■ Exercise directions ■
Output, word for word and in the same order, every line in the records below from the line containing "Practice. Indicate each instance of the honeybee" down to the line containing "x=108, y=64", including both of those lines.

┌─ Task input

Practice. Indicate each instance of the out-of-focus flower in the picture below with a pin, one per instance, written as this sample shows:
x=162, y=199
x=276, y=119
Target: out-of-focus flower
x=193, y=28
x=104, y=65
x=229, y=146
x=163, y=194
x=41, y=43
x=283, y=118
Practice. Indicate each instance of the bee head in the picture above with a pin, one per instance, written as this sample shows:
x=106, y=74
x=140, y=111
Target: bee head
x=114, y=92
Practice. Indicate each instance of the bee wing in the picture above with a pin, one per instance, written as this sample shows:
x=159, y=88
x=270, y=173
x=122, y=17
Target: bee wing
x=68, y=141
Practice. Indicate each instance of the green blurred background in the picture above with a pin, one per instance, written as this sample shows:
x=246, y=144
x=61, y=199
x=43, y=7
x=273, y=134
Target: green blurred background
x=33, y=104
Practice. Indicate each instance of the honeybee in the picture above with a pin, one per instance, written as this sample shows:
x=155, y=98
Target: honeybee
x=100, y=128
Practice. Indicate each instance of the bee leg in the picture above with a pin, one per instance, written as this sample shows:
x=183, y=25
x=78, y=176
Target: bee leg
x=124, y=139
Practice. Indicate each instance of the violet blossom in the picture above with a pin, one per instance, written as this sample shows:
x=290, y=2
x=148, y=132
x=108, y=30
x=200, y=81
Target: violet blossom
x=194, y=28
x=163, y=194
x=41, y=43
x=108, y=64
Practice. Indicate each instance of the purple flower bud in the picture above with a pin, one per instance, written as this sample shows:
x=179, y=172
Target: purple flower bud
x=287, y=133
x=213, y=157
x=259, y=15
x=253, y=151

└─

■ Complete answer ■
Practice. Indicate each instance of the honeybee in the picture above with a pin, one per instance, written as this sample shows:
x=155, y=98
Target: honeybee
x=100, y=128
Practice. Indicate each instance of the bee leg in the picture above with a pin, one per instance, written as this sample shows:
x=183, y=25
x=78, y=176
Target: bee leg
x=124, y=139
Practice. Indicate each instance of the violet blossom in the picture above with a pin, one per instance, written as this sample shows:
x=290, y=2
x=148, y=132
x=108, y=30
x=200, y=81
Target: violet blossom
x=194, y=28
x=163, y=194
x=41, y=43
x=108, y=64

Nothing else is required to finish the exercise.